▸ **TAREFAS**
**a.** Atualize o trecho do texto sobre o hélio 4 sólido que começa em "Vitiello enfatiza que" e termina em "envolveu o trabalho.", trocando "docente" por "professor".
**b.** Traduza para o inglês esta frase do texto sobre o hélio 4 sólido: "Esse efeito quântico assume importância maior quanto menor a massa da partícula."
**c.** Prossiga com o texto sobre o hélio 4 sólido a partir do ponto em que ele termina.

=== TEXTO FORNECIDO ===

Físicos formulam nova interpretação para
propriedades mecânicas do hélio 4 sólido
Estudo do IFGW foi publicado
na revista Physical Review Letters
É difícil imaginar que um líquido possa escoar subindo pelas
paredes de um copo. Mas isso acontece com o hélio (He) líquido
quando ele está abaixo de uma determinada temperatura. Esta
característica do He que, além disso, a temperaturas muito
baixas, apresenta viscosidade praticamente nula, levou os
estudiosos a cunhar o termo superfluidez para caracterizar
um escoamento sem resistência. A superfluidez que, ao que
tudo indica, é também observada mesmo no He sólido – em que
recebe mais apropriadamente o nome de supersolidez – confere-lhe
propriedades mecânicas muito particulares a temperaturas vizinhas
ao zero absoluto, isto é, próximas a -273 graus Celsius.
Tentando explicar as propriedades
mecânicas do He 4 sólido que fogem do comportamento usual
– experimentalmente observadas ao longo de anos recentes –
e intrigados com as explicações aventadas, ou inconformados
com a falta delas, os físicos e professores Maurice de Koning
e Sílvio Antonio S. Vitiello, do Departamento de Física da
Matéria Condensada, do Instituto de Física “Gleb Wataghin”
(IFGW) da Unicamp, propuseram-se ao estudo desses fenômenos.
Para tanto, uniram a experiência
do primeiro em ciências dos materiais – que procura entender
o comportamento mecânico destes – e do segundo em muitos
corpos quânticos, assim denominados os sistemas compostos
de muitas partículas que obedecem à mecânica quântica.
O trabalho interdisciplinar por eles orientado foi realizado
pelo doutorando Renato Pessoa e levou a uma nova interpretação
das propriedades mecânicas ostentadas pelo He 4 sólido.
As conclusões do estudo foram publicadas recentemente no
Physical Review Letters, periódico de tradição na
divulgação de trabalhos importantes, atuais, de impacto
e de interesse geral.
O He 4 sólido conjuga características
de um sólido com propriedades de superfluidez, ou supersolidez,
conforme preferem alguns, em temperaturas muito baixas e por
isso tem atraído recentemente a atenção de pesquisadores.
As características do He 4 permitem sua caracterização como
sólido quântico – assim considerado porque cada um de seus
átomos possui uma amplitude de oscilação grande quando comparada
a distância de seus vizinhos.
Vitiello enfatiza que é o
caso do He 4, mas não de outros materiais: “Na verdade, na
mecânica quântica perde-se a capacidade de localização precisa
da posição das partículas. Esse efeito quântico assume importância
maior quanto menor a massa da partícula. O He além de extremamente
leve – é o átomo mais leve depois do hidrogênio – não forma
moléculas e, por isso, os efeitos quânticos assumem nele dimensão
maior”. Ademais, lembra o docente, o modelo quântico se coaduna
com as propriedades macroscópicas apresentadas pelo He 4,
que são aquelas passíveis de serem medidas.
Os pesquisadores destacam
a natureza de pesquisa básica e teórica que envolveu o trabalho.

=== DADOS FORNECIDOS ===

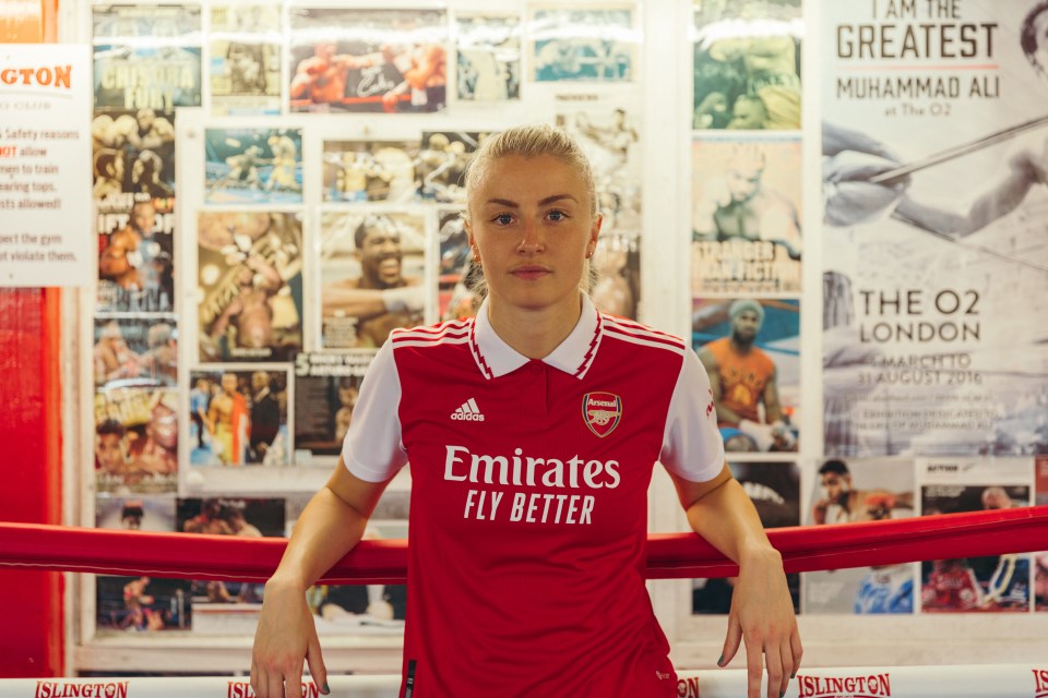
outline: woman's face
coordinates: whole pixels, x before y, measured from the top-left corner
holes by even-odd
[[[493,312],[579,311],[579,285],[600,217],[582,176],[563,160],[511,155],[490,163],[469,192],[469,242]]]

===

▸ **RESPOSTAS ÀS TAREFAS**
**a.**
Vitiello enfatiza que é o
caso do He 4, mas não de outros materiais: “Na verdade, na
mecânica quântica perde-se a capacidade de localização precisa
da posição das partículas. Esse efeito quântico assume importância
maior quanto menor a massa da partícula. O He além de extremamente
leve – é o átomo mais leve depois do hidrogênio – não forma
moléculas e, por isso, os efeitos quânticos assumem nele dimensão
maior”. Ademais, lembra o professor, o modelo quântico se coaduna
com as propriedades macroscópicas apresentadas pelo He 4,
que são aquelas passíveis de serem medidas.
Os pesquisadores destacam
a natureza de pesquisa básica e teórica que envolveu o trabalho.

**b.** This quantum effect becomes more important the smaller the mass of the particle.

**c.**
Desenvolveram o projeto partindo de resultados experimentais
obtidos por grupos de outros países. O estudo foi realizado
em computador adquirido com recursos da Fapesp e nos super
computadores do Centro Nacional de Processamento de Alto Desempenho
(Cenapade), que funciona junto ao Centro de Computação da
Unicamp.
Vitiello e de Koning mostram-se
particularmente entusiasmados não só pelo fato de trabalho
ter sido aceito por uma revista de visibilidade, mas também
por sido realizado total e exclusivamente no Brasil e na Unicamp.
“Neste corredor”, dizem brincando, referindo-se ao acesso
às salas do departamento. Vitiello frisa que, dentro de suas
características, o estudo, que resultou do casamento de competências
muito particulares, não havia sido feito até então. Credita
à qualidade e ao ineditismo sua aceitação pela revista.
Por sua vez, de Koning esclarece
que a abordagem de ciência dos materiais que aplicaram é a
mesma utilizada em outros tipos de sistemas, caso dos metais,
que não apresentam efeitos quânticos tão significativos. Por
outro lado, foi a primeira vez que um sistema como o do He
4 foi estudado com esta abordagem.
Para Vitiello, o estudo serviu
também para a formação de pessoal de excelência. Lembra que
o estudante Renato Pessoa foi o primeiro colocado no concurso
que o levou ao ingresso no Instituto Federal Goiano em que
concorreu com candidatos que já haviam concluído o doutorado.
Diz, com orgulho, que o fato é indicativo do nível de formação
adquirido na Unicamp pelo aluno por eles orientado.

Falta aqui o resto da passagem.